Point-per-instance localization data
********************

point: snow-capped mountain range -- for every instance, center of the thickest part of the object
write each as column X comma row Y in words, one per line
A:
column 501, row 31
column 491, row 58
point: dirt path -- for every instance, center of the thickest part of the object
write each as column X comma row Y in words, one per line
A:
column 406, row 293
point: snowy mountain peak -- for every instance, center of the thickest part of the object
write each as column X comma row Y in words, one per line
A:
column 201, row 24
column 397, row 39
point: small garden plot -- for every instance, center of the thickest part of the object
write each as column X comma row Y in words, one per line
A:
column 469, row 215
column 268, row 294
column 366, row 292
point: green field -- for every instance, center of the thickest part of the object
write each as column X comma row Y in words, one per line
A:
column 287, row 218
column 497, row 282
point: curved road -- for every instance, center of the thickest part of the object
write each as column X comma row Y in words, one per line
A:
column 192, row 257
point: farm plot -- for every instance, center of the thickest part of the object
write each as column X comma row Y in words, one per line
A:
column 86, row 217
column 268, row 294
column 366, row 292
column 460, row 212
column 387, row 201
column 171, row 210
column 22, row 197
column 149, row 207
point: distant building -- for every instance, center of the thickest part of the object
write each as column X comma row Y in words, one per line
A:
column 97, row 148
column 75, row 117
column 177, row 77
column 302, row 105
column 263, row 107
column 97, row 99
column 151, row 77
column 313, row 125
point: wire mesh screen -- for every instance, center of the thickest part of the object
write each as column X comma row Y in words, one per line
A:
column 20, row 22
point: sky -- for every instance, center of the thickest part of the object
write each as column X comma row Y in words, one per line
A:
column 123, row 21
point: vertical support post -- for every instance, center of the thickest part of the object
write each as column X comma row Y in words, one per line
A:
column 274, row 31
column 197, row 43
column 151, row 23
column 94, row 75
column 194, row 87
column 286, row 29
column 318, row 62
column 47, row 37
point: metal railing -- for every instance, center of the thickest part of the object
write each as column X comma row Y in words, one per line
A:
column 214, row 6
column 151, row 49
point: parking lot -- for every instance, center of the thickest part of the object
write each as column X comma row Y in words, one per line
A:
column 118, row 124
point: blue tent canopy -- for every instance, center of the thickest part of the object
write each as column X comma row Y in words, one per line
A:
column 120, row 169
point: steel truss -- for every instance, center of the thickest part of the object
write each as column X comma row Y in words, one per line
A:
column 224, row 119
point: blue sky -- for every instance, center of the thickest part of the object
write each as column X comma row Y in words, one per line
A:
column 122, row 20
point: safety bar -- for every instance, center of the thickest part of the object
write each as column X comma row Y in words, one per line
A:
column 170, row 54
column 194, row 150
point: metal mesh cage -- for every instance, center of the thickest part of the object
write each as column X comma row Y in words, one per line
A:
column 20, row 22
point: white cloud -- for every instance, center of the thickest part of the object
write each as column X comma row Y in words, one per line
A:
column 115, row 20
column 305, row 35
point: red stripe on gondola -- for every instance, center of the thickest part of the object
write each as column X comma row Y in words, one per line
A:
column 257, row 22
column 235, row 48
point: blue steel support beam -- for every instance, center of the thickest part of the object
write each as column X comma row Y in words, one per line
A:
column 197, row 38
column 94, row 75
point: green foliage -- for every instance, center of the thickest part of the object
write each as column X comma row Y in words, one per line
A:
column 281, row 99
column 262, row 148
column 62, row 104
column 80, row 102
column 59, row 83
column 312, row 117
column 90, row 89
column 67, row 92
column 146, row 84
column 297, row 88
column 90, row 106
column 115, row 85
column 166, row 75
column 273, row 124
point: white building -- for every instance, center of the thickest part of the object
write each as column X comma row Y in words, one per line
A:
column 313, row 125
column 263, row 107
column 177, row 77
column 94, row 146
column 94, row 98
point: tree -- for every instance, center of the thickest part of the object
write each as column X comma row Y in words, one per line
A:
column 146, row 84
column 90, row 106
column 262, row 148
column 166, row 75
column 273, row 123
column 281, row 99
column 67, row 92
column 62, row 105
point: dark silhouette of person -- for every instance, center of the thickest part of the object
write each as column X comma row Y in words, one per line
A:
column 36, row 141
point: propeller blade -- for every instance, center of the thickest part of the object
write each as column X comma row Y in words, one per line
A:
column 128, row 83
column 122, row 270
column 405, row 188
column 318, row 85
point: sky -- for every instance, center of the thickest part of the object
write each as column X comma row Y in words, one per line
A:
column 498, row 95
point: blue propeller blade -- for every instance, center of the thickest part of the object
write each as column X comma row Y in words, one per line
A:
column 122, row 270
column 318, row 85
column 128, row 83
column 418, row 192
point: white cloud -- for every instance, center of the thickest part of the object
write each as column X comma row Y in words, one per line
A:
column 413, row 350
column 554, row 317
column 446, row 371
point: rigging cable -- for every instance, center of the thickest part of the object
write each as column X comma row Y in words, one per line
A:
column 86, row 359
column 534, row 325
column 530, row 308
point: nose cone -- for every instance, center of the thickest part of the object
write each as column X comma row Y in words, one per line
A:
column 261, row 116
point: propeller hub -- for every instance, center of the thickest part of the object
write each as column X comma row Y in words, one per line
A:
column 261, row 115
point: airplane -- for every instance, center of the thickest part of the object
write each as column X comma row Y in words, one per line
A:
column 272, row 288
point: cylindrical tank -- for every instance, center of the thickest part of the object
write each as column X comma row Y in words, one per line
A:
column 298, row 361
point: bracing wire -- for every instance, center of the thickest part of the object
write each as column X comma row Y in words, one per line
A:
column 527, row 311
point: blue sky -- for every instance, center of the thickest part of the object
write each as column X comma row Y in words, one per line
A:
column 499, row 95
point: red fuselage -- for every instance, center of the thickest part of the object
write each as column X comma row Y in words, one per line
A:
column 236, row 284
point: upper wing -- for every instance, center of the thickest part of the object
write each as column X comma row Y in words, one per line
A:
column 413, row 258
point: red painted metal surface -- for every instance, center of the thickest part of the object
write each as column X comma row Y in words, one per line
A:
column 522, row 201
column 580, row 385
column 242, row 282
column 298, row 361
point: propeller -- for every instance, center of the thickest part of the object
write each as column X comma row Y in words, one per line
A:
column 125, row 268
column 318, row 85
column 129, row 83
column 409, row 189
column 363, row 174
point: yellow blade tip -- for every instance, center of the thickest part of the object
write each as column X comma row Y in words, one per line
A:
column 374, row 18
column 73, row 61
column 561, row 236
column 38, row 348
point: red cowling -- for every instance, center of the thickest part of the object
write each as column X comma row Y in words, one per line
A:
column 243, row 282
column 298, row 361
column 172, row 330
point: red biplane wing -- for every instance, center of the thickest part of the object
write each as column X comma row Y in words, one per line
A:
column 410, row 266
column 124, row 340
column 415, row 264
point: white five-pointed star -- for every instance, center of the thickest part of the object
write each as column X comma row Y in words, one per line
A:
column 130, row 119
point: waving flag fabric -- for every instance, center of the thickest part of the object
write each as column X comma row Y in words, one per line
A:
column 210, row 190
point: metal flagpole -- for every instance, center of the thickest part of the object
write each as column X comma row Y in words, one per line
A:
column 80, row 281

********************

### [What the task asks]
In the entries above, find each line with "building" and list it.

### [Response]
point: distant building -- for every instance, center of the thickest part of the object
point: white building -- for every instance, center of the thickest part of the object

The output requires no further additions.